Es asombroso, pero es así. Cada vez hay más personas de clase media, trabajadora o pensionista que defiende que el Estado del Bienestar debe ser «repensado» o demolido. Es sorprendente porque muchas de esas personas son usuarios de los servicios públicos y sociales que se encuentran dentro de ese modelo de protección ciudadana que está bajo el paraguas de las administraciones públicas.

La aplicación del mantra neoliberal «a menor Estado, más libertad» no es más que la traslación teórica de una realidad muy peligrosa: dejar la financiación de los servicios sociales más básicos en manos de la caridad de los ricos. Aplicar ese modelo es un suicidio colectivo porque, finalmente, ese 0,1% que controla más del 90% de la riqueza, limitarán sus donativos al mínimo para dejar sin recursos unos servicios públicos con los que se estarán lucrando porque han conseguido hacerse cargo de su gestión.

El camino que se pretende aplicar en Europa es el mismo que el de Estados Unidos porque allí los ricos y sus grandes empresas obtienen más beneficios al tener copada la gestión de servicios básicos que en Europa son gestionados, en su mayoría, con dinero público.

Sin embargo, en Estados Unidos, según el informe Giving USA 2023: Informe anual sobre filantropía para el año 2022, el volumen de las donaciones de los ricos ha bajado, lo que ha tenido unas gravísimas consecuencias porque las organizaciones que allí se encargan de atender a los más vulnerables se han quedado sin miles de millones de dólares para gestionar los servicios que, por responsabilidad, le corresponde dar al Estado.

En realidad, los ricos han rebajado sus donaciones, su caridad, no porque hayan reducido sus ingresos, sino porque el mercado de valores ha rebajado sus beneficios.
------------------------------------
*Lista de tareas*.
A - ¿Qué líneas de las filas contienen la cadena "snout"? Indícalas copiando cada una completa, teniendo en cuenta mayúsculas y minúsculas.
B - Retoma el texto sobre el Estado del Bienestar y continúalo a partir de su última oración.

*Lista de filas*.
------------------------------------
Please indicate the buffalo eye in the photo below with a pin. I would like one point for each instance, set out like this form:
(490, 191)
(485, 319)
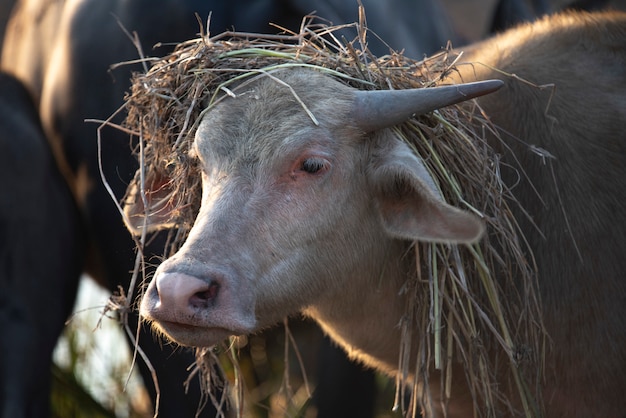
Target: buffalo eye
(313, 165)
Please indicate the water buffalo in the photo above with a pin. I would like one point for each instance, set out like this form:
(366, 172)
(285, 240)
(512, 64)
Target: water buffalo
(41, 254)
(63, 51)
(299, 217)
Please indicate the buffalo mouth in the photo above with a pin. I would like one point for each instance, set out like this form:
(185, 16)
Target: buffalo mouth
(192, 335)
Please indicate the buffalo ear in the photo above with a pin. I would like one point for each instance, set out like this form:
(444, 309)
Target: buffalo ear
(159, 213)
(408, 201)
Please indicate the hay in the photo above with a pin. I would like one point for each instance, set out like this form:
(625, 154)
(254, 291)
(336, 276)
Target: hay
(458, 311)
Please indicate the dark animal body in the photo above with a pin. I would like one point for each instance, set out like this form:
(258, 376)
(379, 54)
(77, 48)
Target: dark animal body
(40, 240)
(62, 51)
(316, 219)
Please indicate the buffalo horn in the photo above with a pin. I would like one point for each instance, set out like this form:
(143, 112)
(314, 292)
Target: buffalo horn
(378, 109)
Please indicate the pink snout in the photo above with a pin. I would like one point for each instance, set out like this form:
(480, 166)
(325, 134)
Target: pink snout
(185, 294)
(196, 312)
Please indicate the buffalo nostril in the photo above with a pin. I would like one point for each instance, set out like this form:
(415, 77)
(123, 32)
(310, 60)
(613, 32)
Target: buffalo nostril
(205, 297)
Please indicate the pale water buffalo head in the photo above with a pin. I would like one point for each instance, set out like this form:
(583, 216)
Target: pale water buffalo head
(305, 193)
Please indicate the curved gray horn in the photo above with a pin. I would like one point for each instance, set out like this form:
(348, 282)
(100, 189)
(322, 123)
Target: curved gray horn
(378, 109)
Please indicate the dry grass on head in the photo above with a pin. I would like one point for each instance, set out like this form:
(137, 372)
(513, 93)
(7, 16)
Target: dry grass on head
(459, 312)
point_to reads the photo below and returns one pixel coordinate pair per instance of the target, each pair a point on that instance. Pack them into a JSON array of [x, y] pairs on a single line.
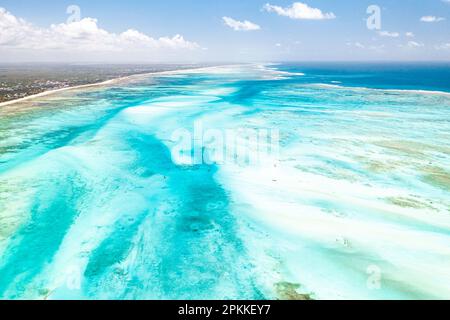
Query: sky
[[140, 31]]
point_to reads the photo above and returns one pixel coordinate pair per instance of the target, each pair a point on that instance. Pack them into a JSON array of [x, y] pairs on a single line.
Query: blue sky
[[276, 33]]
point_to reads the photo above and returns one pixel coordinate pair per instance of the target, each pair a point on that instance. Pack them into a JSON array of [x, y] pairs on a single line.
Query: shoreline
[[103, 83]]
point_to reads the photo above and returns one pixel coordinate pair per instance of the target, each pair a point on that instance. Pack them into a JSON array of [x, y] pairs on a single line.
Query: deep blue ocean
[[407, 76], [351, 202]]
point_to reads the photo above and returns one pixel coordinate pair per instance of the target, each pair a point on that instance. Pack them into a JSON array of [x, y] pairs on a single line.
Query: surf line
[[195, 311]]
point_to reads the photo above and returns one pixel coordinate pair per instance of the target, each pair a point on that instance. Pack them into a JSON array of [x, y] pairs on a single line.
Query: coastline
[[103, 83]]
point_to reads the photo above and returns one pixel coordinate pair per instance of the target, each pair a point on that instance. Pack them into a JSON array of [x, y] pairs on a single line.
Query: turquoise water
[[356, 204]]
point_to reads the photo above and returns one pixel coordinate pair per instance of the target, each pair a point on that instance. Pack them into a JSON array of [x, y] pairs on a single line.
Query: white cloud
[[84, 35], [240, 25], [299, 11], [389, 34], [443, 46], [431, 19]]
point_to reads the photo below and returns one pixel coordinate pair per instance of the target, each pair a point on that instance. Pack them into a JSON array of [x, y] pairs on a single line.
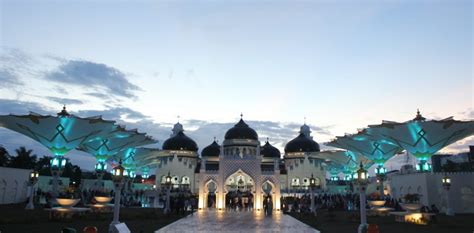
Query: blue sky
[[341, 64]]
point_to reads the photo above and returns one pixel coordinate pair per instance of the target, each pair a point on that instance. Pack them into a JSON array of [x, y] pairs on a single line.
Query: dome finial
[[419, 117], [63, 112]]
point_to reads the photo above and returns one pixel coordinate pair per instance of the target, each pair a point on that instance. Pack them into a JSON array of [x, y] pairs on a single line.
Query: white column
[[363, 211], [115, 221], [449, 210], [30, 205]]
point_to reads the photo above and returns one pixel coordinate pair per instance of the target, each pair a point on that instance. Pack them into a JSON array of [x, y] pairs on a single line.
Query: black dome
[[269, 151], [241, 131], [301, 144], [180, 142], [212, 150]]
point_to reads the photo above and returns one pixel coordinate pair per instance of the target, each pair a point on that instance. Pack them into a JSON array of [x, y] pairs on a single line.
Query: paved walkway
[[221, 221]]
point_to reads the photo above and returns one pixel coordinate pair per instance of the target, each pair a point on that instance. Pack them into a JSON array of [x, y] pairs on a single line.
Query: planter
[[411, 207], [102, 200], [376, 203], [67, 203]]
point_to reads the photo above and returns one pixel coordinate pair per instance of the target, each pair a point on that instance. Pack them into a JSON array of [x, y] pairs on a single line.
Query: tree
[[4, 157], [76, 174], [23, 159]]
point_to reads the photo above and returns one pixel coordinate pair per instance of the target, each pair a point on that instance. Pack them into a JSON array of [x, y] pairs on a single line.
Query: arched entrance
[[268, 189], [239, 189], [211, 200]]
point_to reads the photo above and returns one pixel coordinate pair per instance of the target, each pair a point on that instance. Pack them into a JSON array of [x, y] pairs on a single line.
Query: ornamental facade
[[241, 168]]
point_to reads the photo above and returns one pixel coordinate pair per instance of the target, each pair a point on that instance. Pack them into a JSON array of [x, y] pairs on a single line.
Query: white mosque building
[[241, 166]]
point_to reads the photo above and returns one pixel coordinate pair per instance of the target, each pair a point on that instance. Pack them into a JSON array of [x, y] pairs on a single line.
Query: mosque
[[241, 166]]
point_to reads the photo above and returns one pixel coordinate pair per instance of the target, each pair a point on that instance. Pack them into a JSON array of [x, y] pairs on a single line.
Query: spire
[[305, 130], [63, 112], [419, 117], [177, 128]]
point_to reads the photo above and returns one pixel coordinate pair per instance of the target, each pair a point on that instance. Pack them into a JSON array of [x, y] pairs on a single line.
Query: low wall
[[13, 185], [430, 187]]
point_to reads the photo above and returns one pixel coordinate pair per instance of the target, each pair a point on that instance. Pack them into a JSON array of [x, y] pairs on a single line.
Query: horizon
[[336, 65]]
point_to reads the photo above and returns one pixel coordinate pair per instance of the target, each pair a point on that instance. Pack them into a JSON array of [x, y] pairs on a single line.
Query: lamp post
[[312, 187], [362, 182], [168, 191], [118, 177], [380, 171], [447, 185], [100, 168], [33, 179], [56, 166]]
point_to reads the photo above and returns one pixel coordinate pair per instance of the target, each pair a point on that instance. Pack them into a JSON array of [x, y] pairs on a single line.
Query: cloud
[[17, 107], [65, 101], [90, 74]]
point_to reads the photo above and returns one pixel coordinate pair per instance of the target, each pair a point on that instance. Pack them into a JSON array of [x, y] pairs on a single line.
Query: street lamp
[[57, 165], [362, 180], [100, 168], [33, 179], [118, 175], [447, 185], [380, 172], [168, 192], [312, 186]]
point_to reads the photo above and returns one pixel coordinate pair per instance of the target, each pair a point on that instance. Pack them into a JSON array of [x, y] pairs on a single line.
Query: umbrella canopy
[[102, 147], [61, 133], [376, 149], [421, 137]]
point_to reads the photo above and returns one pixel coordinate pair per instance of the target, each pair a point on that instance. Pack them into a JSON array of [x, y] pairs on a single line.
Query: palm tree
[[23, 159]]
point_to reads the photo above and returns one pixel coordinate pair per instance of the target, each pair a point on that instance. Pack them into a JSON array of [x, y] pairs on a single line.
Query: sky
[[339, 64]]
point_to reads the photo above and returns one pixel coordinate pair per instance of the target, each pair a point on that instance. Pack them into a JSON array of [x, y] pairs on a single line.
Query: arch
[[268, 187], [185, 180], [210, 198], [239, 180]]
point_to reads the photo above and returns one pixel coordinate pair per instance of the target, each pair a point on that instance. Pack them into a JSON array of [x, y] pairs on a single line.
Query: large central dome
[[241, 131], [301, 144]]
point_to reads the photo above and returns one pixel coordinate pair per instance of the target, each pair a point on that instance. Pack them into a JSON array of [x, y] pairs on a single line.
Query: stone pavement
[[222, 221]]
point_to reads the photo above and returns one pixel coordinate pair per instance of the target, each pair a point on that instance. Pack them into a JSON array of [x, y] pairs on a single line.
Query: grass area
[[13, 218], [349, 222]]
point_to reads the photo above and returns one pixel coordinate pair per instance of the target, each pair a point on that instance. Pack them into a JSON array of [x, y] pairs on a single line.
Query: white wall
[[13, 185], [430, 187]]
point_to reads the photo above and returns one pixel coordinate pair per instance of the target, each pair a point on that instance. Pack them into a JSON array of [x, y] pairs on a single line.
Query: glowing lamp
[[118, 173], [34, 176], [362, 175], [446, 182], [58, 163], [312, 181]]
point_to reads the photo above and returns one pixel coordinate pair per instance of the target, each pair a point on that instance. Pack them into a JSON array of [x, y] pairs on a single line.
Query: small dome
[[269, 151], [301, 144], [180, 142], [212, 150], [241, 131]]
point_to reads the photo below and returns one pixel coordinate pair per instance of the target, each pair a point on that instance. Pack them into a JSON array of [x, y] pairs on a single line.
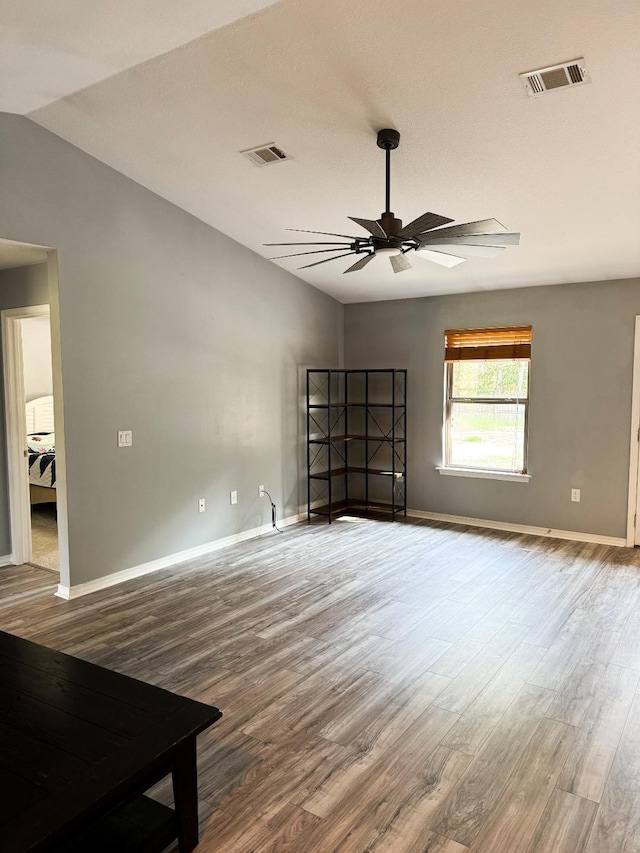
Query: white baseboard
[[68, 592], [572, 535]]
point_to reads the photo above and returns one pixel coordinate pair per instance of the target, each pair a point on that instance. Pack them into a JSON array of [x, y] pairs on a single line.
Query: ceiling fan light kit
[[447, 246]]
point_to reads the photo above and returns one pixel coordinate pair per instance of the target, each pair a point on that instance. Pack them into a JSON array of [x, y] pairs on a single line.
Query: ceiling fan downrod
[[388, 139]]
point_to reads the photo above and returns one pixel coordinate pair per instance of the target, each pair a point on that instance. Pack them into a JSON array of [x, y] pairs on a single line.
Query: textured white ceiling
[[51, 49], [321, 79], [14, 254]]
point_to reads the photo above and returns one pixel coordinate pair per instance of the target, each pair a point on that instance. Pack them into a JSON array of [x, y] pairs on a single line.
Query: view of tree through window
[[486, 414]]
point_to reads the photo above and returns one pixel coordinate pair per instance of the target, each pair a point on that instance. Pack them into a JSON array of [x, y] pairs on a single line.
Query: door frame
[[634, 443], [16, 429]]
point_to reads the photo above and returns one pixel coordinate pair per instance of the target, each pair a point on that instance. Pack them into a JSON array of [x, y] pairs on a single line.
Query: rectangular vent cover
[[562, 76], [265, 155]]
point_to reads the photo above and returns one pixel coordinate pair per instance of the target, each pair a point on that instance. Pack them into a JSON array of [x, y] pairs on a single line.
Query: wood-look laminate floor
[[410, 687]]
------------------------------------
*Lista de respuestas*.
A -
Please indicate the pink snout in the photo above with a pin. I would like one point for each instance, set out like this form:
Target: pink snout

B -
Esta situación de dejar los servicios sociales en manos de la caridad de los ultrarricos tiene otra derivada aún más indignante: las donaciones, que luego son utilizadas por los millonarios y las grandes corporaciones para rebajar sus impuestos, camuflan un sistema absolutamente injusto y dependiente del capricho filantrópico de las clases privilegiadas.

Esta filantropía de alto nivel, que se quiere trasladar a Europa y, en algunos casos, a determinados paraísos neoliberales de España, plantea al menos dos grandes riesgos. En primer lugar, un incremento de la vulnerabilidad de las clases medias y trabajadoras, dado que esas grandes fortunas tienen la caridad como un elemento de rentabilidad en busca de desgravaciones obscenas.

En segundo término, coloca al Estado del Bienestar en manos privadas. En Estados Unidos, por ejemplo, los seis donantes que encabezan la lista destinaron ese dinero a organizaciones de gestión privada.

El Estado del Bienestar no puede estar jamás en manos privadas, porque no es un elemento pensado para dar beneficios económicos, sino sociales. Cuando las administraciones públicas invierten cientos de miles de millones en servicios públicos no están esperando obtener rentabilidad, sino en devolver a la ciudadanía los impuestos aportados a las arcas públicas.

Cuando los servicios públicos quedan en manos privadas está demostrado que la calidad asistencial se derrumba. La mejor prueba de ello son las externalizaciones a empresas privadas, no sólo de la sanidad o la educación, sino de otros servicios clave como, por ejemplo, la gestión de los servicios de agua potable.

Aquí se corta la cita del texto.